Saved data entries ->
● ● ● ● ● ● ●

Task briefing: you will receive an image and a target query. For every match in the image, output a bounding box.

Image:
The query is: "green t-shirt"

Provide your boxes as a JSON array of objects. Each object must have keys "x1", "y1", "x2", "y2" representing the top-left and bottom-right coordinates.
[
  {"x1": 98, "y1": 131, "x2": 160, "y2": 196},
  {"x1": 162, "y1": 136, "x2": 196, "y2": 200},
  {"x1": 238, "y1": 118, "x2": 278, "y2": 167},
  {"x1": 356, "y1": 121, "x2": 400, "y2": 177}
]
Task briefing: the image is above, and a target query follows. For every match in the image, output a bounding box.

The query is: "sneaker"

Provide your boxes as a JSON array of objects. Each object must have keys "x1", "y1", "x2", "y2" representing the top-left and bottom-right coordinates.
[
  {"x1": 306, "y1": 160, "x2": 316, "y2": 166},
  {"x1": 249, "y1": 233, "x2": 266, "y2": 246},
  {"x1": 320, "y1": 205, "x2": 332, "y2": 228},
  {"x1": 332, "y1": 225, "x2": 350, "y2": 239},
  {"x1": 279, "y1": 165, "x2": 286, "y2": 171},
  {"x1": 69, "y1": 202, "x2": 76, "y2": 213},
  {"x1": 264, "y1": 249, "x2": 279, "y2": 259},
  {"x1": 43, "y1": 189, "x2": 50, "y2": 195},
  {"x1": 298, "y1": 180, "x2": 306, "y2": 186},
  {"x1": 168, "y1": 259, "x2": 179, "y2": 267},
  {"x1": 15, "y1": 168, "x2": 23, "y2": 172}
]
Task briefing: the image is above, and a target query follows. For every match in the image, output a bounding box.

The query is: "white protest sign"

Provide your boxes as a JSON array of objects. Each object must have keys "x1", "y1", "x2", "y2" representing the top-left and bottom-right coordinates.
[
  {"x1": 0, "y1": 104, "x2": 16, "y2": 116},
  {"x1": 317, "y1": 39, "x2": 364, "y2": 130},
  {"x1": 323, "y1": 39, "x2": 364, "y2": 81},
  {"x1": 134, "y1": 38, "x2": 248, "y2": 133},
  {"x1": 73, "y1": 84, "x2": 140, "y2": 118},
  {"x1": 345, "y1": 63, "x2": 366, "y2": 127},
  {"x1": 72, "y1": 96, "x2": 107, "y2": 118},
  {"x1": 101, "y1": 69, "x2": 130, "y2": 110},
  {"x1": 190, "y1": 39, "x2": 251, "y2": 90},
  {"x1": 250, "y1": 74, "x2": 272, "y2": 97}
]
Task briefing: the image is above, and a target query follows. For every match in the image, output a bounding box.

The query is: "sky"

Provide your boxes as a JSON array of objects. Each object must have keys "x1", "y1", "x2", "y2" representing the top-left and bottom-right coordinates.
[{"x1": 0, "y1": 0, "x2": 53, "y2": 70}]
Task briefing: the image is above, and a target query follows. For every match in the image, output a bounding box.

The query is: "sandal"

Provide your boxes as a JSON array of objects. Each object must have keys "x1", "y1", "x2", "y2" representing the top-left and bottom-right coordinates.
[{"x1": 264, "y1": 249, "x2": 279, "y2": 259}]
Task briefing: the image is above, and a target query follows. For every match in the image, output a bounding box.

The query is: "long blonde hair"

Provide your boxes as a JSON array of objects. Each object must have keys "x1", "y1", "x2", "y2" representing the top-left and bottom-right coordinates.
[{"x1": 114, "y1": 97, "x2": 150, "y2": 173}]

● ● ● ● ● ● ●

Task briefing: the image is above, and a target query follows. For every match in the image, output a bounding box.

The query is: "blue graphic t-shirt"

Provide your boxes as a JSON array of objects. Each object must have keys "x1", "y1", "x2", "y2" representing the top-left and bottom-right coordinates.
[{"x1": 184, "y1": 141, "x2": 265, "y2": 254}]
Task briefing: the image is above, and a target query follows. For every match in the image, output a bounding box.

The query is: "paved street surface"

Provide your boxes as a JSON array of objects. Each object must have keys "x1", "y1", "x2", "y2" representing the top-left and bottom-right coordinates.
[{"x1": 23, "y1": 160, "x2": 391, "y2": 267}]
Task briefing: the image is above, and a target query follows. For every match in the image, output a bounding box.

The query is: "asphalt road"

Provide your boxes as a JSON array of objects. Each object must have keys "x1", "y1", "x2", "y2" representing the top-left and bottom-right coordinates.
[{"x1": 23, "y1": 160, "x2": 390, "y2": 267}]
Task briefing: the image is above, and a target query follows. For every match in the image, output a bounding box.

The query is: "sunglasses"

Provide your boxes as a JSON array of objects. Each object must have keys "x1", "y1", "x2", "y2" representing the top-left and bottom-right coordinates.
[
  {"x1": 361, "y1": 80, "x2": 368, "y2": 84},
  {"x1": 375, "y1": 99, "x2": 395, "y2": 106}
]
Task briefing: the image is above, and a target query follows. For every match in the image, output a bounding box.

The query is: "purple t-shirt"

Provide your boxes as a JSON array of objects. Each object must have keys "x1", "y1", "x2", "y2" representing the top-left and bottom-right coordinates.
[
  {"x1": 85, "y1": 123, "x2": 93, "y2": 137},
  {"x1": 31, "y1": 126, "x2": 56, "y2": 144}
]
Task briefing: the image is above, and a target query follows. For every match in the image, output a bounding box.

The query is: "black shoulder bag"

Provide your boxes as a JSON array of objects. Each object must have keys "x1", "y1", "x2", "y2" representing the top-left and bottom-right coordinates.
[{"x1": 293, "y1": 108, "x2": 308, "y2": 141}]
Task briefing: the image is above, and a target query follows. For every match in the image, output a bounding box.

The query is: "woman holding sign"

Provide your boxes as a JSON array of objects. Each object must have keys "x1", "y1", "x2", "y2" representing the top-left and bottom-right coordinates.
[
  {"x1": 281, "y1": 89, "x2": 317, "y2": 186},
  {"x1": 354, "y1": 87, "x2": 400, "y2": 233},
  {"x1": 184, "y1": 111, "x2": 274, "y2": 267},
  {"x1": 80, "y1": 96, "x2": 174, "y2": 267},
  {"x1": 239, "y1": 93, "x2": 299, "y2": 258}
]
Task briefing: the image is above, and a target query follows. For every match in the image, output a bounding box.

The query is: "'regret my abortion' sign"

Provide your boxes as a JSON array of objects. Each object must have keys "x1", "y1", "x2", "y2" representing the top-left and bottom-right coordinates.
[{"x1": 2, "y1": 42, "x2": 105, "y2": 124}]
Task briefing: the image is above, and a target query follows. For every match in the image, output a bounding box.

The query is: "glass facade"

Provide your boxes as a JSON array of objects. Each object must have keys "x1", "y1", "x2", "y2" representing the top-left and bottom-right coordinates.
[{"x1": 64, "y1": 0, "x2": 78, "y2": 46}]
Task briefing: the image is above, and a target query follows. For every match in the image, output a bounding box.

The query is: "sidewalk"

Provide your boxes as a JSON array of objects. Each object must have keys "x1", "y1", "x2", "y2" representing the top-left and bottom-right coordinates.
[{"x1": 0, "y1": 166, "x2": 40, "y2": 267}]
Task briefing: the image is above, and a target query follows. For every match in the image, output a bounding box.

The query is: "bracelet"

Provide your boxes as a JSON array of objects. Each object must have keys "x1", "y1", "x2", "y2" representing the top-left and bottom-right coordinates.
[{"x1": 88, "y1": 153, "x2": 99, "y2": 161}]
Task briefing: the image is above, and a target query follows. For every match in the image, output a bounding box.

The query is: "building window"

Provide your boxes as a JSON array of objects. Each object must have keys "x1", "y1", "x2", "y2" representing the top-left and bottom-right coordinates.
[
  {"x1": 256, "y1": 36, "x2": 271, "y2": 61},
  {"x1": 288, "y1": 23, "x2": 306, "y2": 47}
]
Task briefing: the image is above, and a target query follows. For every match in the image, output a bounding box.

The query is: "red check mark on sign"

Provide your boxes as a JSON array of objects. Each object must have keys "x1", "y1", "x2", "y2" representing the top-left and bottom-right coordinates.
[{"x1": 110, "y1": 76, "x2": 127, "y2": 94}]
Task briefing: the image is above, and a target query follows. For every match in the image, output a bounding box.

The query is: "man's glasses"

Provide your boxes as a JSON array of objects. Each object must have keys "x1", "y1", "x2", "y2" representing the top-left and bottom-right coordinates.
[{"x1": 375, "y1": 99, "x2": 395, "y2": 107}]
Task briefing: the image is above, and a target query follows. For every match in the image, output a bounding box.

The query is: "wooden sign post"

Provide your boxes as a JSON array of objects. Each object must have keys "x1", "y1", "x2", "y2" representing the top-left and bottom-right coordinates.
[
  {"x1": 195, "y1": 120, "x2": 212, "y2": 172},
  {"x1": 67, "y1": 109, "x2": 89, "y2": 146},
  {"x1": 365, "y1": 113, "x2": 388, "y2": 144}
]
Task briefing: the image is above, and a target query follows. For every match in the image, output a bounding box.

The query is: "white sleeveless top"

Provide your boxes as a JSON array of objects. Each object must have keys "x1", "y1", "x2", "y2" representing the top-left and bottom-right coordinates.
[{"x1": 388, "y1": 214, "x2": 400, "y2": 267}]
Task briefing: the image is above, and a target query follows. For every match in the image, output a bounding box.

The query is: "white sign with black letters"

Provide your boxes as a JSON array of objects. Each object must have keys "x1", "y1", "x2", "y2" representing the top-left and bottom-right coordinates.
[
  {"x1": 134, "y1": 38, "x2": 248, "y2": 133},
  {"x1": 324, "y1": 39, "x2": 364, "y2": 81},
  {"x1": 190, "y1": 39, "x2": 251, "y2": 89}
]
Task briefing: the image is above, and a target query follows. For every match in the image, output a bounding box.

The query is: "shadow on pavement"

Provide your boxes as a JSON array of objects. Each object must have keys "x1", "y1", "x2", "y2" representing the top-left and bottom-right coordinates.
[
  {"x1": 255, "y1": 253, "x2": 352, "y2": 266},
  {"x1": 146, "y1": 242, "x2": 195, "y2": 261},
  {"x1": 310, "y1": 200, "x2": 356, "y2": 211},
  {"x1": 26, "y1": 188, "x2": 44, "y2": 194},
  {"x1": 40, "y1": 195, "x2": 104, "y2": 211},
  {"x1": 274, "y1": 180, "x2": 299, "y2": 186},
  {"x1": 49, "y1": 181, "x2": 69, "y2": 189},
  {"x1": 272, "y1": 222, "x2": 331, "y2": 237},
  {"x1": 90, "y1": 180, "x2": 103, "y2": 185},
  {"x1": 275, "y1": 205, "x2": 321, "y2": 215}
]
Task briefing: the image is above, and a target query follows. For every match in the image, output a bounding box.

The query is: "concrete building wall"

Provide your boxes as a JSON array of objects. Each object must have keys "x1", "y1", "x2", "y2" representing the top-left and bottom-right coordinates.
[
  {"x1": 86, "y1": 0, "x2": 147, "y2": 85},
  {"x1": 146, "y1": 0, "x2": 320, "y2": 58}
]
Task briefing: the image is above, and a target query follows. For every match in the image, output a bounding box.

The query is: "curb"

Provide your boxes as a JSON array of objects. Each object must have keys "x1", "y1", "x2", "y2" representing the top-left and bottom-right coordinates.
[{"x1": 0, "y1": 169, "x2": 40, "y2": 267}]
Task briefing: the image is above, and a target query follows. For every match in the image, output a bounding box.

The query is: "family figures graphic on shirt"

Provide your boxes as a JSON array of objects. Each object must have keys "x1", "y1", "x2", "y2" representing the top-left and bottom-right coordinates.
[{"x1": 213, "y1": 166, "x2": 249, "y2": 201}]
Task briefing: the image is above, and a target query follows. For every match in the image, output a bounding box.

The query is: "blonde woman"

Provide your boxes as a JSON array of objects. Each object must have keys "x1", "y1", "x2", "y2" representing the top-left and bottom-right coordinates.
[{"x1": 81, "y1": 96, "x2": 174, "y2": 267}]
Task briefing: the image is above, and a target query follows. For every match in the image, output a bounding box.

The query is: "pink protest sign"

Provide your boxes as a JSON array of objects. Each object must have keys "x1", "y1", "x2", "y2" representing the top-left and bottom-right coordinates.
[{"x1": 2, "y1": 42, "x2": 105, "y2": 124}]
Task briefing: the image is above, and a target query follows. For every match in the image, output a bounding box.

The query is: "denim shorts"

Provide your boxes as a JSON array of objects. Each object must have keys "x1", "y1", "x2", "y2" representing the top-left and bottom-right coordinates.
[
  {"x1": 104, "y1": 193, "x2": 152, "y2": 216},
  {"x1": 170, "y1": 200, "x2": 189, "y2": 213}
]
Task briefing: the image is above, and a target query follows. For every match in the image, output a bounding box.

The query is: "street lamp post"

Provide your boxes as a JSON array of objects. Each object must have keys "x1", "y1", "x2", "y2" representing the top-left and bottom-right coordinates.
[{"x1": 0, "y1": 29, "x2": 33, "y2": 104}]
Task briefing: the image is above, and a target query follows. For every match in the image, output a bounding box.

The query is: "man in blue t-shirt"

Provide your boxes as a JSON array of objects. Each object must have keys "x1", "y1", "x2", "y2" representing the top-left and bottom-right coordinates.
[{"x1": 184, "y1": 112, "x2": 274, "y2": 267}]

● ● ● ● ● ● ●

Your answer must be one number: how many lines of the data contain "white".

3